## WRITTEN TASK A
Count the lines of the listing below that contain the word "scarf". Reply with the number alone.
─── READING PASSAGE
Brett Morgen has built a successful documentary career profiling the likes of Jane Goodall, Kurt Cobain, The Rolling Stones, and Robert Evans with Jane (2017), Cobain: Montage of Heck (2015), Crossfire Hurricane (2012), and The Kid Stays in the Picture (2002) respectively. But with his new film, Moonage Daydream, Morgen has taken one giant leap into the outer rim of the documentary genre with an experimental approach that encapsulates the flamboyance of the late David Bowie better than any actual biography ever could.
Moonage Daydream is the latest effort in a new wave of archival documentary filmmaking, which began with Peter Jackson’s technologically innovative film, They Shall Not Grow Old (2018) and docuseries, The Beatles: Get Back (2021) as well as National Geographic’s narratively groundbreaking film, LA 92 (2017). This wave of films suggests that right now and the years to come might one day be considered a new golden age of documentaries. Roll over Ken Burns and tell Michael Moore the news.
Brett Morgen Broke the Mold of Documentary Filmmaking
Moonage Daydream has more in common with a Pink Floyd laser light show than a typical documentary, something director Brett Morgen intended when he first conceived the film seven years ago. It discards the documentary convention of talking heads. It does away with dates, titles, dubbed narration, and facts and figures of every sort. It plays less like an episode of VH1’s Behind the Music and more like if an intro montage from an episode of Behind the Music was stretched out into two hours.
──────
─── RECORDS TO USE
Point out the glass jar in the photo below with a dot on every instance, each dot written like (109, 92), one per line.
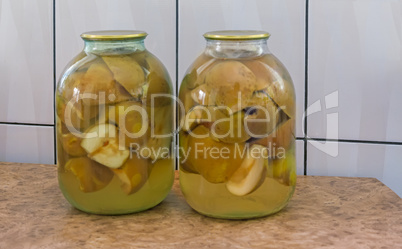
(114, 116)
(237, 142)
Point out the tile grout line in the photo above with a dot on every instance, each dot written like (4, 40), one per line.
(177, 80)
(54, 82)
(354, 141)
(306, 86)
(26, 124)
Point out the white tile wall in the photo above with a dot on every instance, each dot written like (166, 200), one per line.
(283, 19)
(300, 157)
(380, 161)
(355, 48)
(156, 17)
(26, 144)
(26, 61)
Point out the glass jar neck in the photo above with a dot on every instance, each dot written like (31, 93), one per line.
(114, 47)
(236, 48)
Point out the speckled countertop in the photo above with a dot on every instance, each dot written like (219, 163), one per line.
(325, 212)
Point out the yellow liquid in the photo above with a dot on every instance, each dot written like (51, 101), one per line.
(112, 199)
(215, 200)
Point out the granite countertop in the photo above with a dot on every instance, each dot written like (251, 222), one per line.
(325, 212)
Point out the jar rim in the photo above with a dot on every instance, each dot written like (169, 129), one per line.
(236, 35)
(113, 35)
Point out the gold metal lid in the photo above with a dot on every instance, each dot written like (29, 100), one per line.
(236, 35)
(113, 35)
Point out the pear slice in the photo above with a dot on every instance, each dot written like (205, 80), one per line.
(233, 84)
(133, 174)
(231, 129)
(250, 173)
(99, 80)
(203, 114)
(132, 120)
(72, 144)
(127, 72)
(101, 144)
(263, 116)
(91, 175)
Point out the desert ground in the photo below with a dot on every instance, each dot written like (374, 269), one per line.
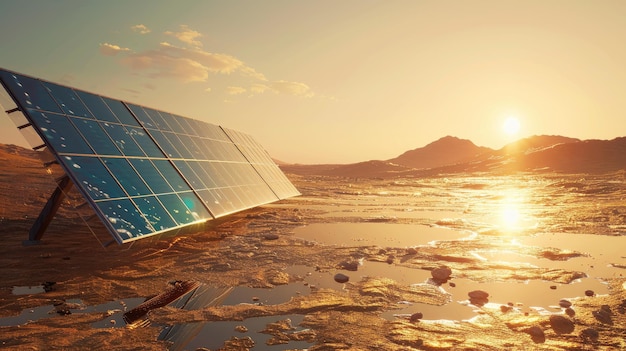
(338, 307)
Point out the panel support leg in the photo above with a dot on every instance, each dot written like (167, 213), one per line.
(48, 212)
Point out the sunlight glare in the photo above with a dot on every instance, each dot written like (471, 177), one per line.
(511, 125)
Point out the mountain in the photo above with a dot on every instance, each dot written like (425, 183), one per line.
(451, 155)
(445, 151)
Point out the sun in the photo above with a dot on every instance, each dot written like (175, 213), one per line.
(511, 125)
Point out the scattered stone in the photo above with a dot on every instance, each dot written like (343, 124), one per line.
(537, 334)
(564, 303)
(441, 274)
(341, 278)
(241, 329)
(478, 297)
(270, 236)
(561, 325)
(415, 317)
(48, 286)
(589, 334)
(350, 265)
(604, 314)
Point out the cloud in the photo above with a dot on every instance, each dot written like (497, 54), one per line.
(194, 64)
(141, 29)
(187, 35)
(235, 90)
(291, 88)
(111, 50)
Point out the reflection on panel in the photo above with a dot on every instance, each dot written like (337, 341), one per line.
(142, 170)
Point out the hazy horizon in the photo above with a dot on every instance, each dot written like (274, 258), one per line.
(371, 79)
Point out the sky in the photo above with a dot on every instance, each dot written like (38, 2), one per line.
(338, 81)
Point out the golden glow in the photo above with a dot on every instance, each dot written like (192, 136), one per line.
(511, 125)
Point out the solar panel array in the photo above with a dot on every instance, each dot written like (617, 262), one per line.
(146, 171)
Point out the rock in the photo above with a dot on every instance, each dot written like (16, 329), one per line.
(478, 297)
(537, 334)
(604, 314)
(341, 278)
(349, 265)
(241, 329)
(270, 236)
(415, 317)
(441, 274)
(589, 334)
(561, 325)
(564, 303)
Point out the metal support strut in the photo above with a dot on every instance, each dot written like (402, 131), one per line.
(48, 212)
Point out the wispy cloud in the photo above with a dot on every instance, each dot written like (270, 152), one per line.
(141, 29)
(111, 50)
(187, 35)
(235, 90)
(191, 63)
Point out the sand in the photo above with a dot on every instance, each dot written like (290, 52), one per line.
(256, 247)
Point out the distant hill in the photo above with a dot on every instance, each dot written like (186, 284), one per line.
(445, 151)
(450, 155)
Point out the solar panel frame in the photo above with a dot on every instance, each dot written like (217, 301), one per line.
(144, 171)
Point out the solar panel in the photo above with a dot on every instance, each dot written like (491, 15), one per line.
(144, 171)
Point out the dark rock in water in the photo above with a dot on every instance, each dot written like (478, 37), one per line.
(478, 297)
(415, 317)
(604, 314)
(564, 303)
(411, 251)
(589, 334)
(349, 266)
(270, 236)
(341, 278)
(561, 325)
(441, 274)
(537, 334)
(505, 308)
(48, 286)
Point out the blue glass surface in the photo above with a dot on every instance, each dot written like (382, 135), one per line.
(68, 100)
(127, 176)
(121, 112)
(123, 140)
(97, 107)
(60, 133)
(155, 213)
(29, 92)
(96, 137)
(125, 219)
(151, 176)
(93, 177)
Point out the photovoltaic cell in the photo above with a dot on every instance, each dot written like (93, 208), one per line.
(145, 171)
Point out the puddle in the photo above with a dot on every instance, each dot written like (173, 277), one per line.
(376, 234)
(115, 308)
(211, 335)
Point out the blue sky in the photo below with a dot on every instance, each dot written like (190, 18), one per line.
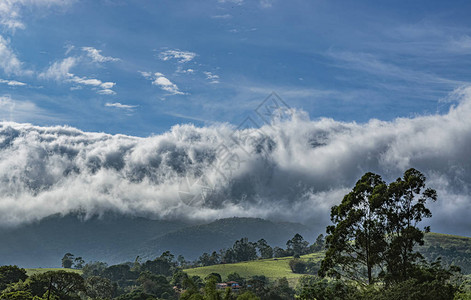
(140, 67)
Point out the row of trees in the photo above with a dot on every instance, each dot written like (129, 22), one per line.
(244, 250)
(372, 245)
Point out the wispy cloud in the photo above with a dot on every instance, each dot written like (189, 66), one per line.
(180, 56)
(277, 176)
(213, 78)
(225, 16)
(238, 2)
(96, 56)
(61, 71)
(9, 62)
(12, 82)
(19, 110)
(370, 63)
(121, 106)
(163, 82)
(11, 10)
(266, 3)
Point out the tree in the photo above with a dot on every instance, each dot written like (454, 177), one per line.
(234, 276)
(68, 260)
(78, 262)
(356, 241)
(160, 265)
(153, 284)
(11, 274)
(98, 287)
(405, 209)
(266, 251)
(318, 245)
(244, 250)
(63, 284)
(297, 245)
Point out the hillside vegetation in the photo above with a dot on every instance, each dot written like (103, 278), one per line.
(456, 248)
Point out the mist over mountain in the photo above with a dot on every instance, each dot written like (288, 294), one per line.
(290, 170)
(115, 238)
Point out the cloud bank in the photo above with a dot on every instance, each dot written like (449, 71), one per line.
(292, 170)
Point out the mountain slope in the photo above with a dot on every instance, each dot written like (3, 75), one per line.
(113, 238)
(192, 241)
(276, 268)
(116, 238)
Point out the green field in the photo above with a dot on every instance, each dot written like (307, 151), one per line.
(33, 271)
(273, 268)
(277, 268)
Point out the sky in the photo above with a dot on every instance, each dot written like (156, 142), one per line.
(140, 67)
(140, 104)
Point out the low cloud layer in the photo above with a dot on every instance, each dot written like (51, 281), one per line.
(293, 170)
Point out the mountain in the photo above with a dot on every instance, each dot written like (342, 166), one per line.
(112, 238)
(192, 241)
(117, 238)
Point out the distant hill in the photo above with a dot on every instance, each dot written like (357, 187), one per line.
(113, 238)
(452, 249)
(116, 238)
(191, 242)
(454, 246)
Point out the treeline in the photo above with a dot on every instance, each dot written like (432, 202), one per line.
(244, 250)
(372, 252)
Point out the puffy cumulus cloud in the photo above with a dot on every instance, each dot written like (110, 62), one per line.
(213, 78)
(96, 56)
(163, 82)
(180, 56)
(16, 110)
(290, 170)
(61, 71)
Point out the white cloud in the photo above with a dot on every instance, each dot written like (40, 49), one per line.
(266, 3)
(163, 82)
(293, 170)
(12, 82)
(213, 78)
(61, 71)
(238, 2)
(106, 92)
(119, 105)
(181, 56)
(11, 10)
(96, 56)
(19, 111)
(225, 16)
(9, 62)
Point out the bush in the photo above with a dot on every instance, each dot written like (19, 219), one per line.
(298, 266)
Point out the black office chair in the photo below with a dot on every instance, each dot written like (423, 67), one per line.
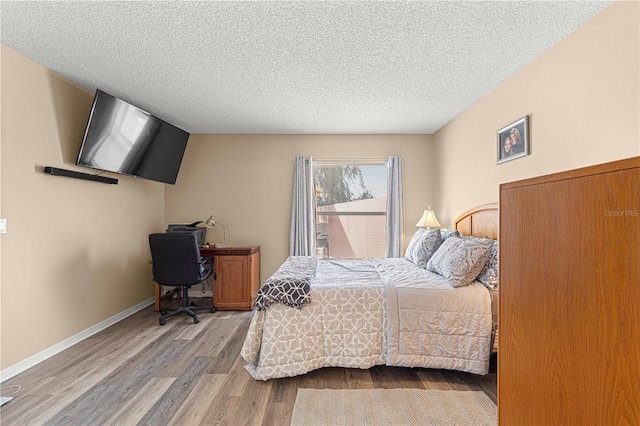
(177, 262)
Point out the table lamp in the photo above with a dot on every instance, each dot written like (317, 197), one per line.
(210, 223)
(428, 220)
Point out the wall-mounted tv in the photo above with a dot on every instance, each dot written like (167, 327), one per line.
(122, 138)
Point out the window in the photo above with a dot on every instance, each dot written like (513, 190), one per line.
(351, 203)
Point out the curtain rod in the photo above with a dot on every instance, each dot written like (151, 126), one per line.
(349, 160)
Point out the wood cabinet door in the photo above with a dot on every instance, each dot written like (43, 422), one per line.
(232, 276)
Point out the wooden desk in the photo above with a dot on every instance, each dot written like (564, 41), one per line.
(237, 277)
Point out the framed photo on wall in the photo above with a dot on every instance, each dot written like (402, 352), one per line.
(513, 140)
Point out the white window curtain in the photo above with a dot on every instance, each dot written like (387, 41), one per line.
(302, 238)
(395, 208)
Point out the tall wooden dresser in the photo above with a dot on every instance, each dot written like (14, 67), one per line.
(237, 271)
(569, 348)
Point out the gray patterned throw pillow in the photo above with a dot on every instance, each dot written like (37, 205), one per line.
(460, 260)
(422, 246)
(489, 276)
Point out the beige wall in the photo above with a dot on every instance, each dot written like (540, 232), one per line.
(582, 97)
(76, 252)
(246, 181)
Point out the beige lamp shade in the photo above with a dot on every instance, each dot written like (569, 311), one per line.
(212, 222)
(428, 220)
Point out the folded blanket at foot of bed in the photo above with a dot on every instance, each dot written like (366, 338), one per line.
(290, 284)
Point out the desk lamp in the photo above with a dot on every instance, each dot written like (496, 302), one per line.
(428, 220)
(210, 223)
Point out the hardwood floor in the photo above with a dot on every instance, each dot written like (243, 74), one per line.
(137, 372)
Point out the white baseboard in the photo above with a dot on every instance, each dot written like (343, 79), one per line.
(33, 360)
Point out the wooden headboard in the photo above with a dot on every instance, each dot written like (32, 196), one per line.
(481, 221)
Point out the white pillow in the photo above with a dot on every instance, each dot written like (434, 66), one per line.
(489, 275)
(422, 246)
(460, 260)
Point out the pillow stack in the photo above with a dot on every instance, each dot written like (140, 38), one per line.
(489, 275)
(422, 246)
(461, 260)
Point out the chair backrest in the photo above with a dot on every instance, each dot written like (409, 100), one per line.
(176, 258)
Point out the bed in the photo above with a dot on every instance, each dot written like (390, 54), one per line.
(357, 313)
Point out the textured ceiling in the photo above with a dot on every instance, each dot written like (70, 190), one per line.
(292, 67)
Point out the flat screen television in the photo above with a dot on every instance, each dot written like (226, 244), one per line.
(124, 139)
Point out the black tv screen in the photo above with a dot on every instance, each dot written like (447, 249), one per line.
(122, 138)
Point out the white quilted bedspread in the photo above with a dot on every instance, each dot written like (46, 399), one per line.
(373, 312)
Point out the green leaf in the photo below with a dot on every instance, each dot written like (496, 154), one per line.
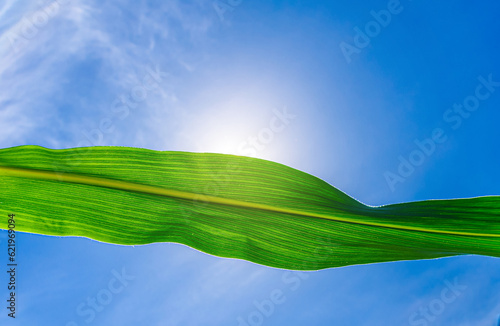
(230, 206)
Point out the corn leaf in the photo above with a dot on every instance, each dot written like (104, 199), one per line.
(230, 206)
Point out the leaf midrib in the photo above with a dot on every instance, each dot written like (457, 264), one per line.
(154, 190)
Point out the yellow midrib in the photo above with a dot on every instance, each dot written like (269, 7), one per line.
(135, 187)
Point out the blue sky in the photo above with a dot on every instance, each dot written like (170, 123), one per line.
(389, 101)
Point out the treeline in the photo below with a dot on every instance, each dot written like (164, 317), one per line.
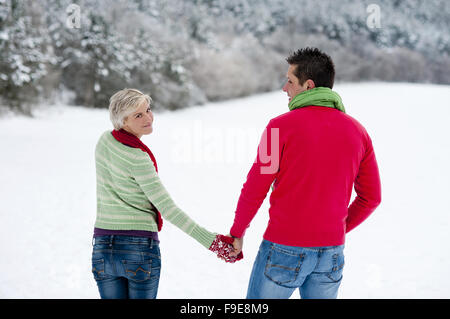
(189, 52)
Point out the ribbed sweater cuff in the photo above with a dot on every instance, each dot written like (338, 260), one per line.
(203, 236)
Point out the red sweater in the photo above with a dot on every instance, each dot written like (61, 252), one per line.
(321, 154)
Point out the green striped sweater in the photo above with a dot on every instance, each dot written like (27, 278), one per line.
(129, 190)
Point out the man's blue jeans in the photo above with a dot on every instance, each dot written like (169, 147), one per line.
(279, 270)
(126, 267)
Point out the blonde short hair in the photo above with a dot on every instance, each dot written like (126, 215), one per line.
(123, 103)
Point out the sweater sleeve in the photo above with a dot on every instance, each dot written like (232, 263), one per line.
(261, 175)
(367, 187)
(145, 174)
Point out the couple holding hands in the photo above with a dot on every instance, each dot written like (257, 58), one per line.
(317, 152)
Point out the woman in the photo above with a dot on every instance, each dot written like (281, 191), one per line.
(126, 260)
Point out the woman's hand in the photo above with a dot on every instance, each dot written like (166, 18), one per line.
(237, 245)
(223, 247)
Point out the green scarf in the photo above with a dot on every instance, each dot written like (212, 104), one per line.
(320, 96)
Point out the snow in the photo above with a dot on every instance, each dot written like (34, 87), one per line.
(48, 195)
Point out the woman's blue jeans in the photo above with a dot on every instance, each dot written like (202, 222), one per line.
(126, 267)
(279, 270)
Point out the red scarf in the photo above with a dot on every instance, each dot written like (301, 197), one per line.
(131, 140)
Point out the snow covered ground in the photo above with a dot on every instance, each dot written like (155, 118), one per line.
(47, 195)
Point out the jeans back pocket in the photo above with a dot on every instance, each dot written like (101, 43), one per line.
(137, 270)
(283, 266)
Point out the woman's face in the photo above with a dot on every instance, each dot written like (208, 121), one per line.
(140, 122)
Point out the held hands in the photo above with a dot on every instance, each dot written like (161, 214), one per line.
(224, 247)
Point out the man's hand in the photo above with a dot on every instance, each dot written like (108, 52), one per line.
(237, 244)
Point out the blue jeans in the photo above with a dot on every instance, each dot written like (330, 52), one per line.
(279, 270)
(126, 267)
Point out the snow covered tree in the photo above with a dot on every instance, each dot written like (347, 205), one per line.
(24, 54)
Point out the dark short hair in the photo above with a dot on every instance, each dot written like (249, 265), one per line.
(313, 64)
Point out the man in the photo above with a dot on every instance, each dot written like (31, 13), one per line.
(317, 154)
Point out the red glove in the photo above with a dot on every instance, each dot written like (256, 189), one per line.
(223, 246)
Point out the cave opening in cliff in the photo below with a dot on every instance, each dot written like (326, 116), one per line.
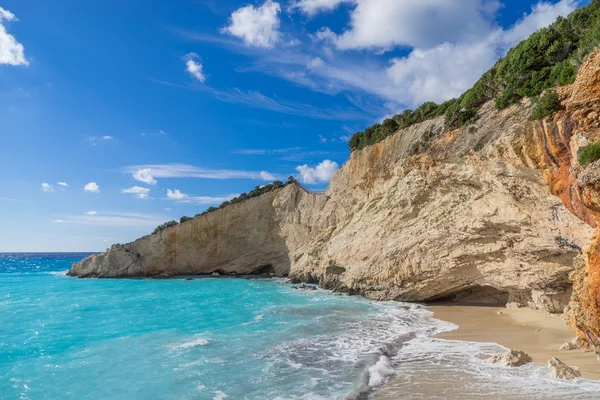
──────
## WRITTEN TASK B
In the passage on Moonage Daydream, replace "flamboyance" with "theatricality", and write out the part starting at "Brett Morgen has" and ending at "biography ever could.".

## EXERCISE RESULT A
2

## EXERCISE RESULT B
Brett Morgen has built a successful documentary career profiling the likes of Jane Goodall, Kurt Cobain, The Rolling Stones, and Robert Evans with Jane (2017), Cobain: Montage of Heck (2015), Crossfire Hurricane (2012), and The Kid Stays in the Picture (2002) respectively. But with his new film, Moonage Daydream, Morgen has taken one giant leap into the outer rim of the documentary genre with an experimental approach that encapsulates the theatricality of the late David Bowie better than any actual biography ever could.